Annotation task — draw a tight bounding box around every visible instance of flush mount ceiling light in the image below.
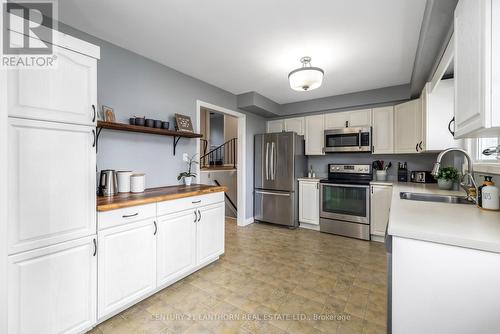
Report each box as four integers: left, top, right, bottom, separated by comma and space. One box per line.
288, 57, 325, 91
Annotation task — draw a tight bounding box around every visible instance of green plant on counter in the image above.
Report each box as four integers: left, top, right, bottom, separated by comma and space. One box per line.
436, 167, 459, 181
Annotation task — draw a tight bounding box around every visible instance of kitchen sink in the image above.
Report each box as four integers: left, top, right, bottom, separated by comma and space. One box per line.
399, 191, 474, 204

****

*AIM OF THE EXERCISE*.
Rewrite the rows above, replacing "bounding box" with "rectangle" and leaving everything else unchanged. Leave out the pictures.

*THE OUTPUT*.
Annotation task — draw a tight rectangle around every visible instance of flush mount ceiling light in the image below.
Report each box as four integers: left, top, right, bottom, separated by comma and space. One box per line.
288, 57, 325, 91
Annotation task — draw a tight rectangle around every visible instance of green plant on counter in the image above.
Report each box as four integers: left, top, right, bottom, separated by comma and space. One box per line.
436, 167, 459, 181
Annotation task — draw a tight rectangle around every visible instance of kitchen sink in the image above.
Report each box as four integers: left, top, right, bottom, separated by comma and space. One box per line.
399, 191, 474, 204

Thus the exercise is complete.